Exercise: Can you reproduce word for word the passage of the iris hypothesis text that begins at the words "The idea of" and stops after "on climate change."?

Page:

--

= Iris hypothesis =

Hypothesis regarding infrared radiation leakage

The iris hypothesis was a hypothesis proposed by Richard Lindzen and colleagues in 2001 that suggested increased sea surface temperature in the tropics would result in reduced cirrus clouds and thus more infrared radiation leakage from Earth's atmosphere. His study of observed changes in cloud coverage and modeled effects on infrared radiation released to space as a result seemed to support the hypothesis. This suggested infrared radiation leakage was hypothesized to be a negative feedback in which an initial warming would result in an overall cooling of the surface.

The idea of the iris effect of cirrus clouds in trapping outgoing radiation was reasonable, but it ignored the larger compensating effect on the blocking of incoming sun's rays, and effects of changes in altitude of clouds. Moreover, a number of errors were found in the papers. For this reason, the iris effect no longer plays a role in the current scientific consensus on climate change.

== Scientific discussion ==
Scientists subsequently tested the hypothesis. Some concluded that there was no evidence supporting the hypothesis. Others found evidence suggesting that increased sea surface temperature (SST) in the tropics did indeed reduce cirrus clouds but found that the effect was nonetheless a positive climate feedback rather than the negative feedback that Lindzen had hypothesized.

A later 2007 study conducted by Roy Spencer et al. using updated satellite data potentially supported the iris hypothesis. In 2011, Lindzen published another paper on this topic. This work has been described as "gravely flawed and its results wrong on multiple fronts. Their choice of observational periods distorted the results and underscored the defective nature of their analysis."

--

Box-labeled dataset extracts
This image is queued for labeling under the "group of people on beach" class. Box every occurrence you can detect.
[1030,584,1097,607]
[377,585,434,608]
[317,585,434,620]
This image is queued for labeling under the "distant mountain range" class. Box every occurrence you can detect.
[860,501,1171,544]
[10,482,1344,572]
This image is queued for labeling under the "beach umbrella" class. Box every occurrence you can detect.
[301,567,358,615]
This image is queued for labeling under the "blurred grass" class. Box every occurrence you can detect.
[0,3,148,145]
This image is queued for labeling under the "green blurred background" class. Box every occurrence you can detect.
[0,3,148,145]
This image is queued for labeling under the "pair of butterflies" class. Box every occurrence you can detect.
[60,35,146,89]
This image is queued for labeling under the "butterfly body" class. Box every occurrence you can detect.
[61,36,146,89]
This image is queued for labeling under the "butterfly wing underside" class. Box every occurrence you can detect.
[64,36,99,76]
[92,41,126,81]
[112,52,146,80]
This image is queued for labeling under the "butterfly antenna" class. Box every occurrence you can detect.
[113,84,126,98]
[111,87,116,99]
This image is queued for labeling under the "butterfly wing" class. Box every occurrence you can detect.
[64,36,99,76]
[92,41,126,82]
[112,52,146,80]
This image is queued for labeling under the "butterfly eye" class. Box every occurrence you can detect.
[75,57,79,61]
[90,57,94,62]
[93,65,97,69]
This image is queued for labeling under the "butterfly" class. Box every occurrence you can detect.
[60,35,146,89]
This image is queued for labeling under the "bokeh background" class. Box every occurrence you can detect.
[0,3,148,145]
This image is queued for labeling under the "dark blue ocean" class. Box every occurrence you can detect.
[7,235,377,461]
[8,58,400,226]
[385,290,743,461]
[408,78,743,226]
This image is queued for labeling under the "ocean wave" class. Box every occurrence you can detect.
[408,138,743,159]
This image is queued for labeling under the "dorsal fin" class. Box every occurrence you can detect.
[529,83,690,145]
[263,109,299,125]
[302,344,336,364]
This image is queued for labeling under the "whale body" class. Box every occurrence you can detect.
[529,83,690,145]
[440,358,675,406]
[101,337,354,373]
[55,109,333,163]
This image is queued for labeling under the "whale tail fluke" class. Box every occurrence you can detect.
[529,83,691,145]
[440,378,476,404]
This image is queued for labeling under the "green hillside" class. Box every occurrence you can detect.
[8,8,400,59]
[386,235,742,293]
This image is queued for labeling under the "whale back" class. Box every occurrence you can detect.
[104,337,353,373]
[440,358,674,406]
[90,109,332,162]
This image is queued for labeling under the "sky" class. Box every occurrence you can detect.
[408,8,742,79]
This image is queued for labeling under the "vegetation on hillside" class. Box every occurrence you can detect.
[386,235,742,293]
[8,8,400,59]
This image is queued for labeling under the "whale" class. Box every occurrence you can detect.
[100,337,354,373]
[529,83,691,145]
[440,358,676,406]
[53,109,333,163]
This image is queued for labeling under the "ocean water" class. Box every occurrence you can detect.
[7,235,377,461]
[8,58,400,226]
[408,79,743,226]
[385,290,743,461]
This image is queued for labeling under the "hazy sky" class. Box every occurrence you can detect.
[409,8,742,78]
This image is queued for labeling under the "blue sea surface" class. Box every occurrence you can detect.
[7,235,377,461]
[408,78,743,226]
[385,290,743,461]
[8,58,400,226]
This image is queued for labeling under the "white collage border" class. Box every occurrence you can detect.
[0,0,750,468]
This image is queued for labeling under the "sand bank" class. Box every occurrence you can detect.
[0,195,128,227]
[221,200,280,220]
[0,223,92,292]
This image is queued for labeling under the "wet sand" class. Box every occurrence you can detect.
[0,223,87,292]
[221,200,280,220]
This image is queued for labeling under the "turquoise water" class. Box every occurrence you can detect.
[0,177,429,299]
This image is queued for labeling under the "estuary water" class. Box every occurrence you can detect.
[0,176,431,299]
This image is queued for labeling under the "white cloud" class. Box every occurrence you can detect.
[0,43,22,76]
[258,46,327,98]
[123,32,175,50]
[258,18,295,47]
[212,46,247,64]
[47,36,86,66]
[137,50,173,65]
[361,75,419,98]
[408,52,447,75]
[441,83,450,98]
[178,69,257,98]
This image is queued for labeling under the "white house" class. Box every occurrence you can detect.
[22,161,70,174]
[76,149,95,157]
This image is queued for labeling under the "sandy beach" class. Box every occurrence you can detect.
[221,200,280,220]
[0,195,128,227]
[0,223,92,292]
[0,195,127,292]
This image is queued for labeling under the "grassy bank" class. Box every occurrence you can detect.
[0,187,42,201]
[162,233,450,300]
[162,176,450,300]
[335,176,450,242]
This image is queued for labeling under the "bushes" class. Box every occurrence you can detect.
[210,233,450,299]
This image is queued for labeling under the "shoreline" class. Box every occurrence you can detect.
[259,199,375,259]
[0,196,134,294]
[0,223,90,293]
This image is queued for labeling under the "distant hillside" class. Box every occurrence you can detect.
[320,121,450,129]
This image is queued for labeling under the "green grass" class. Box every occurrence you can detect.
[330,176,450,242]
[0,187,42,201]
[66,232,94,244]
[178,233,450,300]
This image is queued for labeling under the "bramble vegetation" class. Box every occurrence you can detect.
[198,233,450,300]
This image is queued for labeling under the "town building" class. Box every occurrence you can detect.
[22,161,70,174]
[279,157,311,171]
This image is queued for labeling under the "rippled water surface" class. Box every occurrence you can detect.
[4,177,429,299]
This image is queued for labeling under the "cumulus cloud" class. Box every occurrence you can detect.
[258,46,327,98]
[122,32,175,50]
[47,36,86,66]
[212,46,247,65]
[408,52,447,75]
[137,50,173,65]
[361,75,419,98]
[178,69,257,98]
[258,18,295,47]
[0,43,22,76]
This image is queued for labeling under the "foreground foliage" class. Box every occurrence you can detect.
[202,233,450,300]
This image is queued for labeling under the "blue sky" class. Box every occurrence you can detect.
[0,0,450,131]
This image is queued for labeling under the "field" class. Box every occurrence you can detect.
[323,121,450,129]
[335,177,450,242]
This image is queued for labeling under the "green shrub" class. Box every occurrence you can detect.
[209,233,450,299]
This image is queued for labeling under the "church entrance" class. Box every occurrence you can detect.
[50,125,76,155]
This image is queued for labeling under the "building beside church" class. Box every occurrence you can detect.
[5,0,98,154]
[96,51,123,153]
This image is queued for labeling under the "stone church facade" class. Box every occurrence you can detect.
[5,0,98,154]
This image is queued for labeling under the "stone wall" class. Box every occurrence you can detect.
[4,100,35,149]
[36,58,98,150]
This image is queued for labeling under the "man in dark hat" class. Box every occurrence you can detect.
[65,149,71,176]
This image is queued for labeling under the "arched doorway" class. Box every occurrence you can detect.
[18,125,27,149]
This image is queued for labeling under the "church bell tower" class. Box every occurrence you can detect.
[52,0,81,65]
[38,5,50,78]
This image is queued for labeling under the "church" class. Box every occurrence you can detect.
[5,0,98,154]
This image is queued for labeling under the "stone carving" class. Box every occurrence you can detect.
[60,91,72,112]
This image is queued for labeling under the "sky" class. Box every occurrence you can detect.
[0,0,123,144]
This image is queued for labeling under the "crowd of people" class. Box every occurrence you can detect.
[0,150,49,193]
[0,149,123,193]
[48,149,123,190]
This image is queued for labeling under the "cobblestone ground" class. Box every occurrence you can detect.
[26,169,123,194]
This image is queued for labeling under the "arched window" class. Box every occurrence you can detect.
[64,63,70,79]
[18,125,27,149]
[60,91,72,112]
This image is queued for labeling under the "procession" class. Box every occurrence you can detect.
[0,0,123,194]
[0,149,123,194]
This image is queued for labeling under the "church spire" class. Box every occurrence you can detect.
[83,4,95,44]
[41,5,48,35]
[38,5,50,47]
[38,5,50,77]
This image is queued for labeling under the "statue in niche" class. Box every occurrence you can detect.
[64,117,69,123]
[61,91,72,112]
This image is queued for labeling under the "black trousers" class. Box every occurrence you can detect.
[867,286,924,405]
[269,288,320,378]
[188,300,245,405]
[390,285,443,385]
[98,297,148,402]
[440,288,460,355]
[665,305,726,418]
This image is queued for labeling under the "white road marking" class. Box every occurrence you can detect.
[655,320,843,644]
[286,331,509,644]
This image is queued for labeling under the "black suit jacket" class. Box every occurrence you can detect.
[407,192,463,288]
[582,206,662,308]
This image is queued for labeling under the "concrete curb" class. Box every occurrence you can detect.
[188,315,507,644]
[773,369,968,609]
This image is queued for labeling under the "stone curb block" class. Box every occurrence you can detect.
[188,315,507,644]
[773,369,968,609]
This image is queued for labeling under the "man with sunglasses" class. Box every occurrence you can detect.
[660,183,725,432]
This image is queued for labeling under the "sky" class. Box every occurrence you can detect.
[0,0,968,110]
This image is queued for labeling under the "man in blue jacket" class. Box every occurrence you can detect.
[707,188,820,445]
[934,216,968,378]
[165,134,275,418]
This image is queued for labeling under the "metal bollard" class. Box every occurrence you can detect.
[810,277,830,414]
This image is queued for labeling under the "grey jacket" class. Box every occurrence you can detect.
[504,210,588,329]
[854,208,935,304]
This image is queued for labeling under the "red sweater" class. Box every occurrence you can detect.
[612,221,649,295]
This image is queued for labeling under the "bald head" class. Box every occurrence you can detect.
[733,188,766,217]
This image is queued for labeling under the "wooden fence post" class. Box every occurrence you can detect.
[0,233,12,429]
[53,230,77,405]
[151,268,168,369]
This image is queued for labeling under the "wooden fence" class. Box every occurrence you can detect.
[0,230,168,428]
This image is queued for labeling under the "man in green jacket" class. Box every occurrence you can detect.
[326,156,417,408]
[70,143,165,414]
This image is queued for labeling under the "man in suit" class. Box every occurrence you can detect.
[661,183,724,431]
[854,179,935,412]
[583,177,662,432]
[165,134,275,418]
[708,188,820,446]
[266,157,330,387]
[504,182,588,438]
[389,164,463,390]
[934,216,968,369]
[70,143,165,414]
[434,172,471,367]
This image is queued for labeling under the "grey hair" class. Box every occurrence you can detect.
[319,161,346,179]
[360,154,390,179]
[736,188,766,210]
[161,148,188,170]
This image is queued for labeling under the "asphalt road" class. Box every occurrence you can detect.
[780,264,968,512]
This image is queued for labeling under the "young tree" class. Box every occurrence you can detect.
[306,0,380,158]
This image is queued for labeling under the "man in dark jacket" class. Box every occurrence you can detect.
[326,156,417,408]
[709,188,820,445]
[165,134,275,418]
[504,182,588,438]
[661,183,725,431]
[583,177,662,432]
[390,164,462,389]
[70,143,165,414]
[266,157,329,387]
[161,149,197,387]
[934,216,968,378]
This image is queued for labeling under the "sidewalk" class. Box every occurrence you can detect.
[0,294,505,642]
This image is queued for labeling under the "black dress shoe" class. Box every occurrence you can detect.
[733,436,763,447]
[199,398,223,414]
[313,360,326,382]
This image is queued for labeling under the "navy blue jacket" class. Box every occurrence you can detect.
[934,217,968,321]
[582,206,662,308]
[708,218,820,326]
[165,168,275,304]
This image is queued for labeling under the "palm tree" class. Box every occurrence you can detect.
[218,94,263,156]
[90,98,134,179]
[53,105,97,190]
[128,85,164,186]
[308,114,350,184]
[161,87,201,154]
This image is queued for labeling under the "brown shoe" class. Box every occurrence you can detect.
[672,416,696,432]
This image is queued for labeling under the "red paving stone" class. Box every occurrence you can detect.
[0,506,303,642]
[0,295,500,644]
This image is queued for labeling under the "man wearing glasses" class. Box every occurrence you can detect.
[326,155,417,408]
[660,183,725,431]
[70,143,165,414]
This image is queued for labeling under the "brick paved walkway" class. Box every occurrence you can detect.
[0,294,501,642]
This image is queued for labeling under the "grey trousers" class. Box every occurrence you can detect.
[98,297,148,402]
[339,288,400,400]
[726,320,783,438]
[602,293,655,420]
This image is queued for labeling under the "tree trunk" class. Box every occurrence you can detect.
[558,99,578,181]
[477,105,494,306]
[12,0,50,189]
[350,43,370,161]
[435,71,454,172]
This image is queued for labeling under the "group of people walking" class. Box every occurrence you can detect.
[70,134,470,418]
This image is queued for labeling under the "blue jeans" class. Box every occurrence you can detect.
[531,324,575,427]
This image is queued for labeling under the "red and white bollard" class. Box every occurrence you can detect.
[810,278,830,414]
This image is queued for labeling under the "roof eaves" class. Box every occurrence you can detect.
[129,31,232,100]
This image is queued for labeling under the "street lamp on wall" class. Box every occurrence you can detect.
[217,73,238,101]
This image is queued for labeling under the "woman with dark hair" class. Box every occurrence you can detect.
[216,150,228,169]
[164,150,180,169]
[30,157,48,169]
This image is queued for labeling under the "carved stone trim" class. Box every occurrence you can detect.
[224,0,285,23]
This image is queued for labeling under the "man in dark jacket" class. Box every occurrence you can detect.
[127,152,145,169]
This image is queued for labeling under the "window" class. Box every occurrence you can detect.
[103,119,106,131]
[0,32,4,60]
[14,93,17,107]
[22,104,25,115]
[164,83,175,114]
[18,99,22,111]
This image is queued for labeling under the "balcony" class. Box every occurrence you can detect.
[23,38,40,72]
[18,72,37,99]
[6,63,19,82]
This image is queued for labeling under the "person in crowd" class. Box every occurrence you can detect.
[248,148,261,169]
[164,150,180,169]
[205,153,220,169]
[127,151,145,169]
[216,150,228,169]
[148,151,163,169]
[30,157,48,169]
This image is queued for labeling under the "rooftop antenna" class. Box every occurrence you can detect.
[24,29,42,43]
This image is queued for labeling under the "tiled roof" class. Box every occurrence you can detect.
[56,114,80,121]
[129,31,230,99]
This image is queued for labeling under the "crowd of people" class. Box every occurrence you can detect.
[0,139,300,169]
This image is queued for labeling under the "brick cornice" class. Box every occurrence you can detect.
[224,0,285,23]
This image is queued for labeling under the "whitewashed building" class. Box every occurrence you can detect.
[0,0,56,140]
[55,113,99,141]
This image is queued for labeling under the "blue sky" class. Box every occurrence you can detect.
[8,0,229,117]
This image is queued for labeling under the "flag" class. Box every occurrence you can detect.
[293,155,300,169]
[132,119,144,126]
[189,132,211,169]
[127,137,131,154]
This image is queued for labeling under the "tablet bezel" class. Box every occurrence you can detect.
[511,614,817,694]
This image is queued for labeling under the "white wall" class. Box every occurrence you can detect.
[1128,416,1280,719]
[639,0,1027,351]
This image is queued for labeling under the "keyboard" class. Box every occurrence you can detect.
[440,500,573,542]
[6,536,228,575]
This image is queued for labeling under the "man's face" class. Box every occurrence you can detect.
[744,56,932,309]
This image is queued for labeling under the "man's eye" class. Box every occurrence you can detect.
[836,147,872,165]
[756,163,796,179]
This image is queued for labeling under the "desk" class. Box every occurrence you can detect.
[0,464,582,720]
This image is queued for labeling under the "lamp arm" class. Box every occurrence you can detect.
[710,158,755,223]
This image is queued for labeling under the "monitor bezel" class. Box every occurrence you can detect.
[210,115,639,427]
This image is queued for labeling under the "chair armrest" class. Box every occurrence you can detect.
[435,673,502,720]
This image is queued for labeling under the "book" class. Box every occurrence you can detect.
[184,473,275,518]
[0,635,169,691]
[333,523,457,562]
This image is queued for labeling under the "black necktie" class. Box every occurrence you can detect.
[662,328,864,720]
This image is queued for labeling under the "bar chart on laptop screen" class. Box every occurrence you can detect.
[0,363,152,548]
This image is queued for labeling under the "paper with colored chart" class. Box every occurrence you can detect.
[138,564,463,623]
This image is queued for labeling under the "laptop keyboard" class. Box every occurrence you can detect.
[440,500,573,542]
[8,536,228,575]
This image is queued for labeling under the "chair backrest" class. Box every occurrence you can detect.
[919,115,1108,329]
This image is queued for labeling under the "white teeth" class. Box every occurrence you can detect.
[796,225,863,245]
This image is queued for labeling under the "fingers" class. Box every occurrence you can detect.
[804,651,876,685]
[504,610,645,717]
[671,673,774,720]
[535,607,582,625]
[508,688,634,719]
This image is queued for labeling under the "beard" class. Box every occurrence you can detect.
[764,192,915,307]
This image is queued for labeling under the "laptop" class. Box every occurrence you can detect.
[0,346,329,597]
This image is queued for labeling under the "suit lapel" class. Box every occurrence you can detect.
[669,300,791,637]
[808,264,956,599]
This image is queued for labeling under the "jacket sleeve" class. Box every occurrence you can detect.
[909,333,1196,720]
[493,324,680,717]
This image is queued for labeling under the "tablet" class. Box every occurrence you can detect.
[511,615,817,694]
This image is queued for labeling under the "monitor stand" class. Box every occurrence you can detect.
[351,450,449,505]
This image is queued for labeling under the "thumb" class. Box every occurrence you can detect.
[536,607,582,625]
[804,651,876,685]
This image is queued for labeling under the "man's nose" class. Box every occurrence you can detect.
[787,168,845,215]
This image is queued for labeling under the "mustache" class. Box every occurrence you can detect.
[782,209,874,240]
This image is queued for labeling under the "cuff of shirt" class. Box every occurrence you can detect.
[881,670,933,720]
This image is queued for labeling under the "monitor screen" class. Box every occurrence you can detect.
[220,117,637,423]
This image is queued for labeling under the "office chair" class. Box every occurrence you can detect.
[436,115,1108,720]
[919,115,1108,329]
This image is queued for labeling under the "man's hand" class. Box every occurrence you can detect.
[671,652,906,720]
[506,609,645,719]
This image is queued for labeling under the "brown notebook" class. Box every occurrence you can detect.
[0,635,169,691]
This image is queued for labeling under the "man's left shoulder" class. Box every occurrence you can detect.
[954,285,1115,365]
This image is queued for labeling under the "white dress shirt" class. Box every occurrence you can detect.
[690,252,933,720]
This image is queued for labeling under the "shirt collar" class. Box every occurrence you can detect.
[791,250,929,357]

--

Solution for this exercise:
The idea of the iris effect of cirrus clouds in trapping outgoing radiation was reasonable, but it ignored the larger compensating effect on the blocking of incoming sun's rays, and effects of changes in altitude of clouds. Moreover, a number of errors were found in the papers. For this reason, the iris effect no longer plays a role in the current scientific consensus on climate change.